#### DIRECTIONS FOR THIS TASK:
All entries must be transcribed exactly, down to the last character.

#### Dataset entries:
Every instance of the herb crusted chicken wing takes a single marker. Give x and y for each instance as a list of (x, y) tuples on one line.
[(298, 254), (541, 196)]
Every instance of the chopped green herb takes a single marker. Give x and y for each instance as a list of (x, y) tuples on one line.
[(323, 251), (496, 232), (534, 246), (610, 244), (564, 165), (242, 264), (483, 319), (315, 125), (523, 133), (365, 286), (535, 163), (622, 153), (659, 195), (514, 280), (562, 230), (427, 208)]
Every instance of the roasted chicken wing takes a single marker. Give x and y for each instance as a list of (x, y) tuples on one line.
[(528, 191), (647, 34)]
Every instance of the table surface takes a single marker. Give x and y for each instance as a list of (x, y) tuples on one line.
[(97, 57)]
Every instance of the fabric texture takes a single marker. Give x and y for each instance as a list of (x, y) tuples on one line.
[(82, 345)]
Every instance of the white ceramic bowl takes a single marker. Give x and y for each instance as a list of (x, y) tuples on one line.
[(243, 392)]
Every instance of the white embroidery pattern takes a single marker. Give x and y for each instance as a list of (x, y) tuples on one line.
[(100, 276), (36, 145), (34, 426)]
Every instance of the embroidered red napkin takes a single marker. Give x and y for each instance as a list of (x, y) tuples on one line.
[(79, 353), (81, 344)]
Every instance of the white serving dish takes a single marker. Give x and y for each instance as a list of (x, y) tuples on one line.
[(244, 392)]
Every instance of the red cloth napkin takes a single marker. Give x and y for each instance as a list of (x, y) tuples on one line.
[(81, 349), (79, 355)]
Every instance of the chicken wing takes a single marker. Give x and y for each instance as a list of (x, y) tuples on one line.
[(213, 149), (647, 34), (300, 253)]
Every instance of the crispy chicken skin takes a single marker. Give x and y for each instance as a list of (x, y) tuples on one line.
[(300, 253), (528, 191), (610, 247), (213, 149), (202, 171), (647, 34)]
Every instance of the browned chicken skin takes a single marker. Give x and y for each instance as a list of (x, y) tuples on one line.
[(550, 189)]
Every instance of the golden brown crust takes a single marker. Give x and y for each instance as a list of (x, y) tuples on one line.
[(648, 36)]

#### PROBLEM SOLUTION:
Every instance of the herb crusted chicken wing takes a single marker. Give x and y for each instance as a list of (x, y) tuples on one line.
[(298, 254), (541, 196)]
Every instance of the chopped green herb takes a single marker. Give x and y for each instance as a list of (x, y) tuples on one line.
[(323, 251), (496, 232), (534, 246), (610, 244), (564, 165), (242, 264), (483, 319), (315, 125), (523, 133), (365, 286), (535, 163), (622, 153), (659, 195), (514, 280), (562, 230), (427, 208)]
Every instance of the roasted chicken wing takes a single marker. Give x and y for each instance as a list of (x, y) tuples on one line.
[(528, 191), (647, 34)]
Every instance of the table surface takes a single marker. Give x and y for each instance as a list of (x, y) tuples on one line.
[(97, 57)]
Every instance of the fabric texture takes a single marker. Give x and y for each instance as a list of (x, y) tuples on one line.
[(82, 345)]
Every instance of the white ceramic bowl takes a single marker. Give x and y for each instance as a list of (x, y) tuples on one line.
[(243, 392)]
Every instance of the white embroidery pattern takes a single marker. Give x and y for each instance as a list of (x, y) tuples on one line.
[(100, 276), (36, 145), (34, 426)]
Every instance of the embroidered red napkin takes a single marker. Give x and y for each instance as a list of (x, y) tuples on one line.
[(79, 353), (81, 344)]
Every instance of the white serving dish takes a single marker. Give x and y for each instance as a list of (x, y) tuples on one line.
[(244, 392)]
Every instance of the red cloth napkin takes a single marker. Give x and y for each instance as a list of (x, y) tuples on one line.
[(81, 349), (79, 355)]
Every instance of the chicken wing takes a single marker. Give x and y for each instance as a list of (x, y) tuples on one line.
[(213, 149), (647, 34), (300, 253)]
Every instance of the crispy chicken skin takes a single marker. Give x and y for each instance as a list of (x, y) tuples on one line.
[(300, 253), (528, 191), (610, 247), (213, 149), (202, 171), (647, 34)]
Every instance of the browned chicken skin takes a single marker. Give x and y for each instance as a list of (x, y) tuples on one line.
[(550, 189)]
Every instance of the golden brown crust takes a single marker. Give x and y for each instance as a list of (x, y) tuples on one line.
[(648, 36)]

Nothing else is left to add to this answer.